▶ [Brief]:
Set down, word for word, the part of the post on dopamine below from "Dopamine, at its" to "prevent so-called 'mis-firings'.".

-------- Page text --------

Thursday, August 14, 2014

IT IS SURE TO ASK ONE DAY: "MAY I HAVE THIS DANCE?"


      DOPAMINE'S DEADLY DANCE OF DESTRUCTION:

















SLOW, STEADY, SINUOUS, SURREPTITIOUS...

sur·rep·ti·tious      
     adjective
1   1.     kept secret, especially because it would not be approved of.


DARE WE LOOK AT REALITY?

No one would have ever characterized the late Robin Williams as an ascetic. Quite the contrary, he was the essence of exuberance and manic enthusiasm, manifested as "boundless energy", among other things. Yet, it is very clear that his comic gifts were bestowed 'by the powers that be' as a mystifying double-edged sword. For whatever reason, his ability to make others laugh also came with the capacity to feel other people's pain...perhaps too much so. Now if the human brain were simple enough for us to actually understand it, we'd be so simple [that] we couldn't. What a conundrum! The dopamine tide that also governs both depression and addiction appears to render some kind folks, those with intrinsic hearts of gold, into tortured souls. Then there's the little understood phenomenon of ADHD and severe OCD not naturally cancelling each other out [when one inherits both] but occasionally culminating into a situation of uncontrollable verbiage and gestures.




I truly admire the wisdom of psychiatrists and psychologists pursuant to their clarification of brain chemistry, especially in the wake of Williams' sudden parting. The neurotransmitter dopamine is increasingly cited as much more than a bit player in the genesis of addiction. Perhaps this is knowledge that might be imparted as early on in grade school as is feasibly acceptable. After all, a deep acceptance of our natural conditions only makes sense. Knowledge, as the saying goes, is power.



Dopamine, at its finest, gives us a sense of significance and wholeness. However, too much [of this mood enhancer] and an individual may segue into agitation, restlessness, and full blown hyper-mania. On the other hand, with too little of this key neurotransmitter, the unlucky recipient will experience feelings of depression/misery, inertia, and all sorts of cravings; the latter are an evolutionary brain response to stave the inner emptiness that threatens  to behave much as a bell jar (think Sylvia Plath). It's just that evolution can't do much to prevent so-called 'mis-firings'.
















The cells that produce dopamine occur along three distinct "riverbeds" of the brain. That said, they are prone to periodic flashfloods, if you will, that may result in behavior considered [by many] to be at the outer margins of the proverbial bell curve.

-------- Exercise data --------

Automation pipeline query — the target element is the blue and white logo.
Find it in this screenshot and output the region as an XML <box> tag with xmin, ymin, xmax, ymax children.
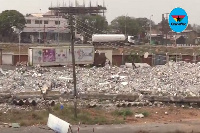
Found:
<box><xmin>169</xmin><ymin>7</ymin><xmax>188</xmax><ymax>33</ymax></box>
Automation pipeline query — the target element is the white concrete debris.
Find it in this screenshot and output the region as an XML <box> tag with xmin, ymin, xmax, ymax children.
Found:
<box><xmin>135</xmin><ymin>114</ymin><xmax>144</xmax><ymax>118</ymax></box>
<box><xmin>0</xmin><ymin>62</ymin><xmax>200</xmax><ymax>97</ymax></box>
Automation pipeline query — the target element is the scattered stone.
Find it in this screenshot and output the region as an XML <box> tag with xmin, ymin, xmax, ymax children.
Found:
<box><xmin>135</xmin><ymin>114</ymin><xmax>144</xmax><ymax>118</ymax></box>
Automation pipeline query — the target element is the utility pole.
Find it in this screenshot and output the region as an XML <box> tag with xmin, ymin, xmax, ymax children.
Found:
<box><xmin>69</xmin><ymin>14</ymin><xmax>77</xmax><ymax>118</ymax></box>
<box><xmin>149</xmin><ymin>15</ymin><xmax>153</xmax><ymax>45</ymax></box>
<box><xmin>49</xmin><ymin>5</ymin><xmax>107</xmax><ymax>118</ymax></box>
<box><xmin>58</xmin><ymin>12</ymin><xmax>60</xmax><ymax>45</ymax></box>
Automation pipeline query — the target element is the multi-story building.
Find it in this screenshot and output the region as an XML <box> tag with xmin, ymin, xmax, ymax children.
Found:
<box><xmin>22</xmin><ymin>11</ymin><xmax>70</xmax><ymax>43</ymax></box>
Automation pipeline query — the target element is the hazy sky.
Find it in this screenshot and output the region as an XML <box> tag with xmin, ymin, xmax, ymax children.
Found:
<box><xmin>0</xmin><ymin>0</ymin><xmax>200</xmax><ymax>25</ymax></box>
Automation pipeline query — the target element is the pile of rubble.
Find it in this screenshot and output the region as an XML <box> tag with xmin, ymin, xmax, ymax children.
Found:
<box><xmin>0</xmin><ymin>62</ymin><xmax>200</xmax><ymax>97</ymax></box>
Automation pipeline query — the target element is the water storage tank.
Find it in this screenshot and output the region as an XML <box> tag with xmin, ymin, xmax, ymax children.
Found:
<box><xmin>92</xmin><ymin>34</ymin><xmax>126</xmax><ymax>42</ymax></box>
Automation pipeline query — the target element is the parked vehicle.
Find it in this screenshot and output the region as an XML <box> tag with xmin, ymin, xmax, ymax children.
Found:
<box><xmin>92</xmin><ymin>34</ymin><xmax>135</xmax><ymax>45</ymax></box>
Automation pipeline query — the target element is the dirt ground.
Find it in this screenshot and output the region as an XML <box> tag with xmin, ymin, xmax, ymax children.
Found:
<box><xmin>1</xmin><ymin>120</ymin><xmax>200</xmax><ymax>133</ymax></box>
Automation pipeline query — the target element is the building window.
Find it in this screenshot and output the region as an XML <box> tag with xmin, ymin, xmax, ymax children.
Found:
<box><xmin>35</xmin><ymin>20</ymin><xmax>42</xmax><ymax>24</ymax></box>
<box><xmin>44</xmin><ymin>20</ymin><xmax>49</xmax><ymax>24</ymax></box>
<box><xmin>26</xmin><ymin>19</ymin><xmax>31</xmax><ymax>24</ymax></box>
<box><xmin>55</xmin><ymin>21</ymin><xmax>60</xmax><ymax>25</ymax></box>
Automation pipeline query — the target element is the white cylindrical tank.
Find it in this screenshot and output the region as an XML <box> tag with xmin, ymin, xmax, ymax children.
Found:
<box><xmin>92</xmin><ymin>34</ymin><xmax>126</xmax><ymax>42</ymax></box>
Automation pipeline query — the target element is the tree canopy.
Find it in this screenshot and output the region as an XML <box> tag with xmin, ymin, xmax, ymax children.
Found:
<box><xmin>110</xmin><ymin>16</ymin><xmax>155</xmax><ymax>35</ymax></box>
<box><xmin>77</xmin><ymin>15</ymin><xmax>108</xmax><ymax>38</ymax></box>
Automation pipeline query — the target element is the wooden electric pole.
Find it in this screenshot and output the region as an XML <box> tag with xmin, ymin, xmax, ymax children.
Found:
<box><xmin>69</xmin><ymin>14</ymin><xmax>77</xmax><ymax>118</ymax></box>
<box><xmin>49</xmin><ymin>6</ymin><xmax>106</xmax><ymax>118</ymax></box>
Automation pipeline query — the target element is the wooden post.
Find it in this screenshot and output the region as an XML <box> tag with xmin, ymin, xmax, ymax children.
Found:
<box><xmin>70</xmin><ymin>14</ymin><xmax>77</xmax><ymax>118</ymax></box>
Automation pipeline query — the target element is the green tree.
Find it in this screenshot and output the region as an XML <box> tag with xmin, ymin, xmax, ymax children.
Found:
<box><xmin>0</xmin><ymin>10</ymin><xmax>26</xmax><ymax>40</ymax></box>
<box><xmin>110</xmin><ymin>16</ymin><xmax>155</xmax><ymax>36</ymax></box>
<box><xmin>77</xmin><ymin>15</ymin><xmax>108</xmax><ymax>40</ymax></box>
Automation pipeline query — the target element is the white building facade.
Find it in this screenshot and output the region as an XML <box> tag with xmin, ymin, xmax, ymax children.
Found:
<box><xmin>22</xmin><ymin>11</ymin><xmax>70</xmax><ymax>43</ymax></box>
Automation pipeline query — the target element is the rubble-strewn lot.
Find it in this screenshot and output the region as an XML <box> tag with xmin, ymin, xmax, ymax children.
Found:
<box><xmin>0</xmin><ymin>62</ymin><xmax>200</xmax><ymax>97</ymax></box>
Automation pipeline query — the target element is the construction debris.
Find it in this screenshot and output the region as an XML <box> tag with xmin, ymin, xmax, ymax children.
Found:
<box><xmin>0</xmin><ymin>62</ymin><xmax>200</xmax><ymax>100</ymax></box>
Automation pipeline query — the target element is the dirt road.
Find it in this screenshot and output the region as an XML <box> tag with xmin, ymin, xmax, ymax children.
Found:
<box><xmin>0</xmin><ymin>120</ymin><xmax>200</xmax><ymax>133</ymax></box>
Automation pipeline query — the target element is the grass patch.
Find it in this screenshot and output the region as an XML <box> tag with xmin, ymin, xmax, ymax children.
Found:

--------

▶ [Expected answer]:
Dopamine, at its finest, gives us a sense of significance and wholeness. However, too much [of this mood enhancer] and an individual may segue into agitation, restlessness, and full blown hyper-mania. On the other hand, with too little of this key neurotransmitter, the unlucky recipient will experience feelings of depression/misery, inertia, and all sorts of cravings; the latter are an evolutionary brain response to stave the inner emptiness that threatens  to behave much as a bell jar (think Sylvia Plath). It's just that evolution can't do much to prevent so-called 'mis-firings'.